→ Data for this exercise:

--------

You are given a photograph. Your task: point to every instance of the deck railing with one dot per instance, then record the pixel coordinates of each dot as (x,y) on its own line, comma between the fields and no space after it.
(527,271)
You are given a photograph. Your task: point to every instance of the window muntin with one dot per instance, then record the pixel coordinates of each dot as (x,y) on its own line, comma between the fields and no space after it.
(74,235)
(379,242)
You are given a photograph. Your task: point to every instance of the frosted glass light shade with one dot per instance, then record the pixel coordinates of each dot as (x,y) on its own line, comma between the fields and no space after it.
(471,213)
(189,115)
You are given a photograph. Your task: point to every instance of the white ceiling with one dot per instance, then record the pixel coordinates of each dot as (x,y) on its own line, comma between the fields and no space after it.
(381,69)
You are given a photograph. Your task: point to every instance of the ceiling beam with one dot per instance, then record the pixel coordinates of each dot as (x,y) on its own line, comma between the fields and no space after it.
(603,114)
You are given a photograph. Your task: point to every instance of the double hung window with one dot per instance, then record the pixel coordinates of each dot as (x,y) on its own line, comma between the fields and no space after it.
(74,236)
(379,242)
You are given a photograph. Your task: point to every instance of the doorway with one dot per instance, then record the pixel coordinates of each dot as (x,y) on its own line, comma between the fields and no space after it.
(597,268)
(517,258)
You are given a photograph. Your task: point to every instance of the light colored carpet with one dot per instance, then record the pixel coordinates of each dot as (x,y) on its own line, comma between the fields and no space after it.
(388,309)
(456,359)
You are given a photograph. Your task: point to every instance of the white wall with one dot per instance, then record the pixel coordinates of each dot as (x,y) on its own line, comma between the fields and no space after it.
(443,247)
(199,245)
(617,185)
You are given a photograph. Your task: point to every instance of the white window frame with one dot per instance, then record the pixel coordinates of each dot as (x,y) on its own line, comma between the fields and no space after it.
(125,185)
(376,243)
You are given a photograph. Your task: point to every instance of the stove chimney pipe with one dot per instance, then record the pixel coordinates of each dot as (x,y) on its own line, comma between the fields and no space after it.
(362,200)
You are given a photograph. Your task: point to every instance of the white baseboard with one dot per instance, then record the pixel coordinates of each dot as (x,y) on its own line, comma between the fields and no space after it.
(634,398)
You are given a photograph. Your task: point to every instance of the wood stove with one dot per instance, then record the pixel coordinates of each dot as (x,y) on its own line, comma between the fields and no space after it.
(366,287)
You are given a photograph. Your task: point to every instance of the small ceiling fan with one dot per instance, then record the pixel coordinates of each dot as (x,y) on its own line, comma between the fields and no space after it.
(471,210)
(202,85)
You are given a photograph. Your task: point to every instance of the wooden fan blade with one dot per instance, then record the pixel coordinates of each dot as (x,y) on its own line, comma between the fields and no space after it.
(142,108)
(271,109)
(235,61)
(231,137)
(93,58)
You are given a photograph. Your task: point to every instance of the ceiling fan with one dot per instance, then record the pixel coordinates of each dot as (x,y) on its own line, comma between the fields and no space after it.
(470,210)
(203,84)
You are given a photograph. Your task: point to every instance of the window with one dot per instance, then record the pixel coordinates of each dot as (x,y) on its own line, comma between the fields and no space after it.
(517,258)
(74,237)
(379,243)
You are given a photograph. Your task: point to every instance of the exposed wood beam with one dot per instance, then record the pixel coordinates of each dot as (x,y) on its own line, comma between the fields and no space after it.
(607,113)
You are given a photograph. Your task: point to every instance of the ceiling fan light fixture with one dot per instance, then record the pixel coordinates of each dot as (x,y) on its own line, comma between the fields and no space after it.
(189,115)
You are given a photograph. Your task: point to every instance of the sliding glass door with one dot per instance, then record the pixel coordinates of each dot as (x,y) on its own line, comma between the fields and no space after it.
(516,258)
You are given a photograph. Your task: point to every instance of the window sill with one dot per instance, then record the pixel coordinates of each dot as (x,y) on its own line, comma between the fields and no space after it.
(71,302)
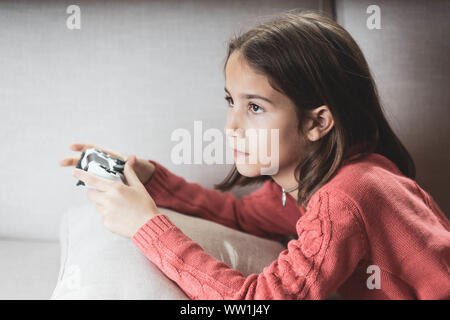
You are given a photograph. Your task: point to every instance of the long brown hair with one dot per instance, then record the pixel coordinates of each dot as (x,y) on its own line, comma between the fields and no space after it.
(314,61)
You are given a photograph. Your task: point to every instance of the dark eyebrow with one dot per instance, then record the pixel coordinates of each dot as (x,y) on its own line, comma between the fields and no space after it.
(251,96)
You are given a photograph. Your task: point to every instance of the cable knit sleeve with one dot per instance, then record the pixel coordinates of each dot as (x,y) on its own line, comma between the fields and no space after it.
(266,219)
(330,244)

--------

→ What is being asked: Please rewrite the listing above, swapping each "photograph" for "image" and changing nothing else. Leave the pictures out of your answer.

→ Task solution:
You are given a image. Your task: point to every instance of the deck railing with one dot per instance, then record the pixel coordinates of each dot as (x,y) on its own line, comma between the fields and no space after it.
(527,271)
You are given a image. Your task: point to every instance of the window muntin with one dot per instance, then record the pixel coordinates of each dot as (x,y) on its own line, comma between the fields and no space after it.
(74,235)
(379,242)
You are given a image. Your task: point to every instance of the frosted glass light shade with one dot per instance, then record the pixel coordinates of each dot as (x,y) on its own line, comma between the fields and no space after it.
(471,213)
(189,115)
You are given a image. Your task: point to every instance of the white ceiling with one dot per instance, then record the pixel coordinates of each dot as (x,y) on its own line, comma between the fields and no space after it.
(381,69)
You are given a image. Your task: point to every instance of the ceiling beam with one dot per instance, then record the pixel coordinates of each dot as (x,y) on its own line, comma between the fields and no space after it.
(603,114)
You are given a image. Your task: point to every instance of the double hung window with one dot per instance, then record the pixel coordinates of each dot as (x,y) on its own line, comma between the fields and no space after it.
(74,236)
(379,242)
You are given a image. Your task: point to every instance of the doorway with one dot per instance, then record the pixel coordinates of each dot as (x,y) on its own line, comma between the fields and no space after it.
(597,268)
(517,258)
You are given a image. Your task: point to every instance of the light colored carpet with one dot per instance, then record the pixel coordinates of each dot as (x,y) on its own line, comma between the fields and no space after it.
(388,309)
(456,359)
You are given a image. Your task: point to every instance of the white wall with one dot per instance, then record the pixel coordinates of each dot as (x,y) on its own line, comma between the fields and no space after it.
(443,247)
(199,245)
(617,185)
You are given a image. Your task: point to every instance of the white window frame with one dot per instance, then record the pixel coordinates of each dot as (x,y) on its own line, comma between the fields and no space after it.
(125,185)
(376,243)
You are given a image. Your task: point to every instance of the stove chimney pipe with one dot per instance, then record the pixel coordinates of each dot as (x,y) on its own line, comma between the fields and no space after it.
(362,200)
You are given a image. Your task: point to every instance of the white baseboard with one dot per instance, then record the pixel coordinates of each dot as (x,y) on its own line, comma between the fields and no space after it.
(634,398)
You are given a image. Your task: point to every instance of the wood stove with one dot per instance, then record the pixel coordinates of each dot as (x,y) on its own line, comma between the fields and no space after it.
(366,287)
You are given a image. Your task: point to every instance of the small ceiling fan with one dot per instance, then record the pixel coordinates of each dot as (x,y) on its own line, comma between the fields and no space after it.
(471,210)
(202,85)
You are given a image. Your task: point to every instance of the wooden fan blade with one dot per instance, then record the pixel coordinates of each dot as (x,y) on its own line, comma between the fields and no space after it.
(142,108)
(271,109)
(235,61)
(231,137)
(93,58)
You are given a image. Your task: point to every instance of the ceiling fan with one dot per instance, then record the pixel coordinates of each dot as (x,y) on its own line, comma between the fields and no space after it.
(470,210)
(203,84)
You are given a image. Your task: point to every instance of the window with one dot per instance, then record the pixel coordinates of each dot as (x,y) on its own line, comma between the fields and no space after it.
(517,258)
(74,237)
(379,243)
You are given a image. Your task: point to every instance of the exposed wood beam with one dot per instance, then record the pixel coordinates of each dot as (x,y) on its own line, comma between the fields and no space after it.
(607,113)
You are given a image. Your task: point to every instance of the ceiling fan light fixture with one dot per instance, then record the pixel coordinates of each dot as (x,y) on its own line, comma between the fields and no space after it.
(189,115)
You are given a image. Your task: point to every instance of the sliding glass door with one dot per instance, then record the pixel coordinates of each dot as (x,y) on its own line, comma between the fields and no space after it.
(516,258)
You are given a image. Your task: point to every instance of the window sill with one dot per instance, then record the pixel coordinates of each dot as (x,y) on its own line, comma between the fields and no space after it.
(71,302)
You are given a image. Your task: point to every instance of the long brown hair with one dot per instance, then record the pixel coordinates of each dot as (x,y) on its own line, comma between the fields and no space after it.
(314,61)
You are given a image. Your task: point to every instance of the dark eyebrow with one dot per instance, then record the pixel coordinates of each dot as (x,y) on its own line, comma between the fields and no space after it.
(251,96)
You are given a image. Your task: point to every instance of the cable knit sleeve with one dot per instance, then record the pixel coordinates of each dot as (x,y) on its own line, comma between the fields and no space after it.
(266,219)
(330,244)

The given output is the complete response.